[Problem requirements] Begin at the line that contains "baseboard in the photo above." and repeat every line from there to the end of the records below, inclusive, without adding any other line.

Named-object pointing records
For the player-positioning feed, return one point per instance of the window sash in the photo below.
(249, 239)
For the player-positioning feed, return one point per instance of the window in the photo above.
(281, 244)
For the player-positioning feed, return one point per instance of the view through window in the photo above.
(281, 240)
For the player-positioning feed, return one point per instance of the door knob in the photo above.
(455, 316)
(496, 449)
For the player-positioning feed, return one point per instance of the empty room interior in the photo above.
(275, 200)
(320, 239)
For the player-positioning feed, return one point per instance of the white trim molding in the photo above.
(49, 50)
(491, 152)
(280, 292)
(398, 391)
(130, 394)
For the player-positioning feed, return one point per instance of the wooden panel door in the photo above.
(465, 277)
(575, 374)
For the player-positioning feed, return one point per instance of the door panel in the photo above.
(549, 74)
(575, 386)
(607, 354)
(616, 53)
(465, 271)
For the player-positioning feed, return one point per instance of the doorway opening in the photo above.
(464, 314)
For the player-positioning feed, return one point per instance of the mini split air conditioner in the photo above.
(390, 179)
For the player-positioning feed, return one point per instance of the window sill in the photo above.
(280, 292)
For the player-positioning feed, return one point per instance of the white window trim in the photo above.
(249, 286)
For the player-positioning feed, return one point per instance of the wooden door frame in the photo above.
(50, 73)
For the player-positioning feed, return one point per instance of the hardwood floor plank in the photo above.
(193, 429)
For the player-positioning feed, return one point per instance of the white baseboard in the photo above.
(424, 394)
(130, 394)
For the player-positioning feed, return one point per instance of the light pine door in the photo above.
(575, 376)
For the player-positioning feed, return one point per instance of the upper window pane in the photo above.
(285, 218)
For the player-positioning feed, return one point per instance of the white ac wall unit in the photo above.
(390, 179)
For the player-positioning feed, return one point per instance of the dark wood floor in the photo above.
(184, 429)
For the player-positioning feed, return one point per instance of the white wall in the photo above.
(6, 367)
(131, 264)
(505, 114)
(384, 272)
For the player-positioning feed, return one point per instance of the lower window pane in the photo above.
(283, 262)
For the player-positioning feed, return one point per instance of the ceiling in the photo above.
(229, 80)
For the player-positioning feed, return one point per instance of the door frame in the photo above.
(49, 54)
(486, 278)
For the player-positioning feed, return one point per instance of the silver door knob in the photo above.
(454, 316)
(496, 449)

[Result below]
For the player-positioning feed, return one point per instance of the white baseboard in the photo above.
(424, 394)
(130, 394)
For the player-positioning feed, return one point per instance of the light pine door in the photo above.
(575, 376)
For the player-positioning feed, return one point per instance of the upper window pane in the photo above.
(285, 218)
For the player-positioning feed, return one point per instance of the white ac wall unit in the photo above.
(390, 179)
For the player-positioning feed, return one point per instance of the dark wood floor in the photo above.
(184, 429)
For the player-positioning feed, return one point per instance of the white wall in the photo above.
(6, 367)
(131, 264)
(505, 114)
(384, 272)
For the player-positioning feed, return one point per instance of the lower window pane in the photo above.
(283, 262)
For the player-positioning feed, return one point per instance of the ceiling in the photo above.
(229, 80)
For the player-positioning feed, return one point per instance of the door frame in the photo above.
(49, 54)
(486, 278)
For the player-positioning feed, return one point per instance of the silver door knob in the photo above.
(454, 316)
(496, 449)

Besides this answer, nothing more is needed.